- **Passage given**
++++++++++++++++++++

Bank of Korea Gov. Rhee Chang-yong speaks at a press conference held in central Seoul on Thursday following the Monetary Policy Board meeting held earlier in the same day. [BANK OF KOREA]

Bank of Korea Gov. Rhee Chang-yong speaks at a press conference held in central Seoul on Thursday following the Monetary Policy Board meeting held earlier in the same day. [BANK OF KOREA]

 
The Bank of Korea kept its policy rate unchanged at 3.50 percent on Thursday in a widely expected move that came as inflation remains stubbornly high and as economic uncertainties linger.
 
With the central bank caught on a knife's edge between too much and not enough, it chose to take a breather.
 
One of the seven Monetary Policy Board members – Cho Yoon-Je – voted to raise the rate by a quarter percentage point.  
 
It was the first time the board maintained the rate steady at a meeting since February 2022. The board rapidly upped the rate by a total of 300 basis points since it started tightening in August 2021.  
 
“Inflation is projected to fall, but inflation above the target rate is expected to remain this year,” said Bank of Korea Gov. Rhee Chang-yong during a press event following the rate-setting meeting held in central Seoul on Thursday. “We decided to maintain the current rate as uncertainties in the policy conditions are high.”

++++++++++++++++++++

- **Description of the task**
In the article on the Bank of Korea's rate decision, which Monetary Policy Board member voted for a rate increase, and by how much?

++++++++++++++++++++

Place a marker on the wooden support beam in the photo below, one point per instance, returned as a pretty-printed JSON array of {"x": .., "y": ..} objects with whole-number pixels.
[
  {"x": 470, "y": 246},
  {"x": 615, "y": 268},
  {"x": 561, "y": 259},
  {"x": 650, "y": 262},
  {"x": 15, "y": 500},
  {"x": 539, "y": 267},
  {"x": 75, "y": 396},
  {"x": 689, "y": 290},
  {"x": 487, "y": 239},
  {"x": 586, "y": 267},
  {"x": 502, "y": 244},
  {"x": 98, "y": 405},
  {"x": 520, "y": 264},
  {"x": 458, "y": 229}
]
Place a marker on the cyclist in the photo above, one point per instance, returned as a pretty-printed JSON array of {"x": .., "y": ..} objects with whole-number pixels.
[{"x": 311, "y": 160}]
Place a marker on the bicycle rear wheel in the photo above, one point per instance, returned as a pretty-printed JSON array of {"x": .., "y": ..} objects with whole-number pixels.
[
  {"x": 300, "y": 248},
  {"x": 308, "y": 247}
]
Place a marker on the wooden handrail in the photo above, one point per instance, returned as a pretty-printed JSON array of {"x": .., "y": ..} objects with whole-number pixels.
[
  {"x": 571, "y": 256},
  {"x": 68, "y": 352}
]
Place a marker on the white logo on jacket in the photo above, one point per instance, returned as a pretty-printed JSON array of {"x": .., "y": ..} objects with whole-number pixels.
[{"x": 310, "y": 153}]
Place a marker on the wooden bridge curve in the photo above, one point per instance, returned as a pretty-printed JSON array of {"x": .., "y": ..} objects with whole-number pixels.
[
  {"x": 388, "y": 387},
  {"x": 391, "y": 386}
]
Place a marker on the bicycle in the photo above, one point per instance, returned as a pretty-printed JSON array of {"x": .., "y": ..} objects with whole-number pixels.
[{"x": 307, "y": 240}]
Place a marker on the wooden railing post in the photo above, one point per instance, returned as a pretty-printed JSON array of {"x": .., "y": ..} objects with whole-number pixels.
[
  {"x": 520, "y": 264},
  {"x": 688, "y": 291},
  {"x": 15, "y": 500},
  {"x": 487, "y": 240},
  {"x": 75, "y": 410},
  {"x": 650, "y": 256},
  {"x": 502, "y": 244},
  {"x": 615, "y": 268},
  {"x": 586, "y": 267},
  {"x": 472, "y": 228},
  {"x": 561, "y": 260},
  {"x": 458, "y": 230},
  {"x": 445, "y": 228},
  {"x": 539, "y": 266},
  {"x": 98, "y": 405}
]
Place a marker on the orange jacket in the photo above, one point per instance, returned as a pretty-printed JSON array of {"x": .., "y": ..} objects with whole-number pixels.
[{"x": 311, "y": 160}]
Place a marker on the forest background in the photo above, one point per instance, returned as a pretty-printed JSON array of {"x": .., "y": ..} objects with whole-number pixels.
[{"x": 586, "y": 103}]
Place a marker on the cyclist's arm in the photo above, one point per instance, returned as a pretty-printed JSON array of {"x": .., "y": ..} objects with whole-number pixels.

++++++++++++++++++++

- **Task result**
Cho Yoon-Je voted to raise the rate by a quarter percentage point.